OPDRACHT 1. Zet de regels van de lijst hieronder als genummerde lijst neer, van het begin van die lijst tot en met de regel met "note: M, L, Z". Laat lege regels weg.

BRONFRAGMENT.

* * * * *

Artikel 2. Toepassingsbereik van de Wet Bibob in de gemeente Midden-Delfland

  • 1.

    Het bestuursorgaan zal, met inachtneming van hetgeen in deze beleidsregels daarover is bepaald, de wet in beginsel toepassen bij het zich voordoen van een of meer van de op de bijlage vermelde indicatoren met betrekking tot:

    I. beschikkingen zoals vermeld in:

    i. artikel 3 van de Drank- en Horecawet, indien sprake is van vestiging van een nieuw bedrijf, de overname van een bestaand bedrijf, de overname van (de meerderheid van) de aandelen van een bestaand bedrijf of wijziging van de rechtsvorm van de onderneming;

    ii. artikel 2:28 van de Algemene Plaatselijke Verordening Midden-Delfland 2010, indien sprake is van vestiging van een nieuw bedrijf, de overname van een bestaand bedrijf, de overname van (de meerderheid van) de aandelen van een bestaand bedrijf of wijziging van de rechtsvorm van de onderneming;

    iii. artikel 3:4 van de Algemene Plaatselijke Verordening Midden-Delfland 2010, indien sprake is van vestiging van een nieuw bedrijf, de overname van een bestaand bedrijf, de overname van (de meerderheid van) de aandelen van een bestaand bedrijf of wijziging van de rechtsvorm van de onderneming;

    iv. artikel 2:39 van de Algemene Plaatselijke Verordening Midden-Delfland 2010 inzake speelgelegenheden, indien sprake is van vestiging van een nieuw bedrijf, de overname van een bestaand bedrijf, de overname van (de meerderheid van) de aandelen van een bestaand bedrijf of wijziging van de rechtsvorm van de onderneming;

    II. overheidsopdrachten zoals genoemd in artikel 1, eerste lid onder h. en j. van de wet;

    III. bouwvergunningen als bedoeld in artikel 40, eerste lid van de Woningwet;

    IV. vergunningen als bedoeld in artikel 8.1 van de Wet milieubeheer;

    V. beschikkingen zoals vermeld in de Algemene subsidieverordening Midden-Delfland 2007.

  • 2.

    Het bestuursorgaan kan, met inachtneming van hetgeen in deze beleidsregels daarover is bepaald, het eveneens toepassen met betrekking tot de intrekking van de in het eerste lid genoemde vergunningen en subsidies respectievelijk ontbinding van de in het eerste lid genoemde overeenkomsten.

* * * * *

OPDRACHT 2. Welk artikel van de Woningwet noemt het bronfragment bij de bouwvergunningen?

* * * * *

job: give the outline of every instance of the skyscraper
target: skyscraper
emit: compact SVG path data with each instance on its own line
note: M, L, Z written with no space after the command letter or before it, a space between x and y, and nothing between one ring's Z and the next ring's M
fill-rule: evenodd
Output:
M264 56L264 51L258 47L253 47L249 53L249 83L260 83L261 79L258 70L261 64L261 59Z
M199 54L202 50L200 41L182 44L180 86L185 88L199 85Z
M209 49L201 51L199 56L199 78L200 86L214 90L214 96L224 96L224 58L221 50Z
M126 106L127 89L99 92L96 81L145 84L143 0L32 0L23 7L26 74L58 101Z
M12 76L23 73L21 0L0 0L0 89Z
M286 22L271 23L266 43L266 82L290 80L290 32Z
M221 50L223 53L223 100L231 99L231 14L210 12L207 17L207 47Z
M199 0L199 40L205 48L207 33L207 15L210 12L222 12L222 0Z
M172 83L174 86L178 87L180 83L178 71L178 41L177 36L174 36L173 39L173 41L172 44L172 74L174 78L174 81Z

* * * * *

ANTWOORD 1.
1. job: give the outline of every instance of the skyscraper
2. target: skyscraper
3. emit: compact SVG path data with each instance on its own line
4. note: M, L, Z written with no space after the command letter or before it, a space between x and y, and nothing between one ring's Z and the next ring's M

ANTWOORD 2. Artikel 40, eerste lid van de Woningwet.